▶ [EXERCISE DETAILS]:
Your answer should be every line of the records that contains the word "kettle", copied as it stands.

[Data excerpts]

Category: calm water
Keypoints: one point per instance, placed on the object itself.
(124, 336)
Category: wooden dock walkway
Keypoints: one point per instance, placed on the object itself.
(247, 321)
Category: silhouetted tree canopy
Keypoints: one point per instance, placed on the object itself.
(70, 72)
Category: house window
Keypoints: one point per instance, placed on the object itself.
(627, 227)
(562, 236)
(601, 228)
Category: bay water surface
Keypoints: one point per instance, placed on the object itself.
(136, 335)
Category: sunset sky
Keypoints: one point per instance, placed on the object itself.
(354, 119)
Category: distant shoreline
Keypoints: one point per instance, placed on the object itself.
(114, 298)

==

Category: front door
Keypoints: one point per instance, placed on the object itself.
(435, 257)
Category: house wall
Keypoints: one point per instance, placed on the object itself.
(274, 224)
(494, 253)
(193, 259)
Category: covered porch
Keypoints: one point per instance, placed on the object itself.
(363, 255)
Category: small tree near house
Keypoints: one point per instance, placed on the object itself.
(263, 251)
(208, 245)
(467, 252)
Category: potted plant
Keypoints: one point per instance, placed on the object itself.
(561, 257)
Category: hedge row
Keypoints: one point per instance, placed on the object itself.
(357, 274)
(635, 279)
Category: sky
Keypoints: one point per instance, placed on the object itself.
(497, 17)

...

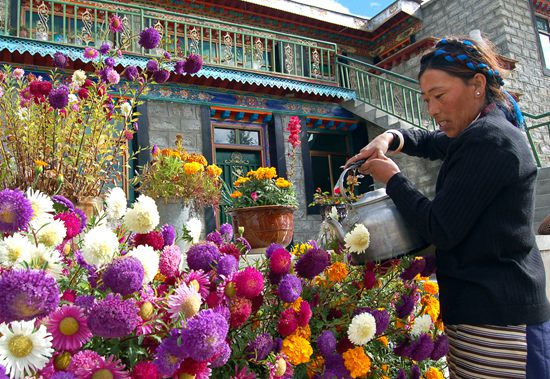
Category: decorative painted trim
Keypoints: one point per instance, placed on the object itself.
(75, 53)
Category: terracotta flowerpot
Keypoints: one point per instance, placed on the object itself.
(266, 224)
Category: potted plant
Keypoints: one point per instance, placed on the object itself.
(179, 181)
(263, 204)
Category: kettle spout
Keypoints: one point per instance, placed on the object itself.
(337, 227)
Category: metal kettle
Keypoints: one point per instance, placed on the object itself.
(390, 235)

▶ [FINISHED EXERCISE]:
Category: kettle spout
Category: metal kettle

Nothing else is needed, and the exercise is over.